═══ TASK INPUT
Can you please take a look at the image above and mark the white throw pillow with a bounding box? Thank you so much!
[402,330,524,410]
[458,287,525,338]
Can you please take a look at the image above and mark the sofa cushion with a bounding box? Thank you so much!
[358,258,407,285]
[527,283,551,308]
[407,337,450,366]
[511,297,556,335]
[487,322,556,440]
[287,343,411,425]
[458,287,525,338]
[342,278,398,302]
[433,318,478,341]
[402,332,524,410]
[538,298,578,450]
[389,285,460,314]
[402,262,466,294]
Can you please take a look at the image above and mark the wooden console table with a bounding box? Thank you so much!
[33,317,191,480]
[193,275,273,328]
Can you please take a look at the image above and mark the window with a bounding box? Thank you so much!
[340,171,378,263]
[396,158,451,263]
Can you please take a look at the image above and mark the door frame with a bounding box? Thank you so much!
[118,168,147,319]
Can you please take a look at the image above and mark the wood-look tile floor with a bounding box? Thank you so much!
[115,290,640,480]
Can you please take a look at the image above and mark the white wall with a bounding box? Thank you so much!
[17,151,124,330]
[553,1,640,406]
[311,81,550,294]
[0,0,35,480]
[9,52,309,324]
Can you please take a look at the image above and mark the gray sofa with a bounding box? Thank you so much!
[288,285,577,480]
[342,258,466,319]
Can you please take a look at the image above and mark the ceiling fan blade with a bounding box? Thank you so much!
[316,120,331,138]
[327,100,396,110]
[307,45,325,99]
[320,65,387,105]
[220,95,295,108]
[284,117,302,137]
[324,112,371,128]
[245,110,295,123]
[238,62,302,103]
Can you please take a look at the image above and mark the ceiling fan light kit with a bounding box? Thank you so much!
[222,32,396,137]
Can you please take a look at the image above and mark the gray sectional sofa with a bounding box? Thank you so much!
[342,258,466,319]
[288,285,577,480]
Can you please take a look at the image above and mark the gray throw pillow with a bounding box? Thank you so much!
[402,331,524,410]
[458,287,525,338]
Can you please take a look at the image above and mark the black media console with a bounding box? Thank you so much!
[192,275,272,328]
══════
* [GIVEN PROBLEM]
Replace every "sofa" in the entries above with "couch" and keep all other text unchanged.

* [RESPONSE TO THE TASK]
Can you please take a look at the image above and mark the white throw pillow with a bounding box? Thank you so much!
[402,330,524,410]
[458,287,525,338]
Can you please take a look at the image above and mark the couch cushion with a bounding box? Thank you so much!
[358,258,407,285]
[527,283,551,308]
[407,337,450,366]
[511,297,556,335]
[487,322,556,440]
[287,343,411,425]
[458,287,525,338]
[342,278,398,302]
[433,318,478,341]
[402,332,524,410]
[538,298,578,450]
[389,285,460,314]
[402,262,466,294]
Can you please take a look at the image above and mark the wooden console table with a bounding box? Thank you so much!
[33,317,191,480]
[193,275,273,328]
Can you please take a look at the image above and mark the window with a bounding box? Thank you so much!
[340,171,378,263]
[396,158,451,263]
Can you please take a look at the image above and mark the door frame with a bounding box? Thank you so much!
[118,168,147,319]
Can you please take a look at the image above and mark the wood-look tile floor with a bounding box? Thank you so much!
[115,290,640,480]
Can you please take a look at the image above and mark the white wall with a bounding box? Thank you so much!
[17,151,124,330]
[553,1,640,406]
[311,81,550,294]
[0,0,35,480]
[9,52,309,324]
Can you please take a look at the image above and mark the gray couch with a bounding box? Thank you so much!
[288,285,577,480]
[342,258,466,319]
Can you please take a look at the image above and mark the ceiling fan blade with a bounding box? Thank you so much!
[316,120,331,138]
[327,100,396,110]
[307,45,325,99]
[320,65,387,105]
[220,95,295,108]
[284,117,302,137]
[324,112,371,128]
[245,110,295,123]
[238,62,302,103]
Can you please take a look at the image above and mark the ceiling fan light kit with a bounding box? Thank you so much!
[222,32,396,137]
Can you please take a look at the image above and mark the gray sectional couch with a bounding box? Thank you so much!
[342,258,466,319]
[288,285,577,480]
Can you please take a look at the image above and mark the gray throw pillow with a bounding box? Thank you so much!
[402,331,524,410]
[458,287,525,338]
Can you please take a look at the image above and mark the black media console with a bounding box? Thank you so much!
[192,275,272,328]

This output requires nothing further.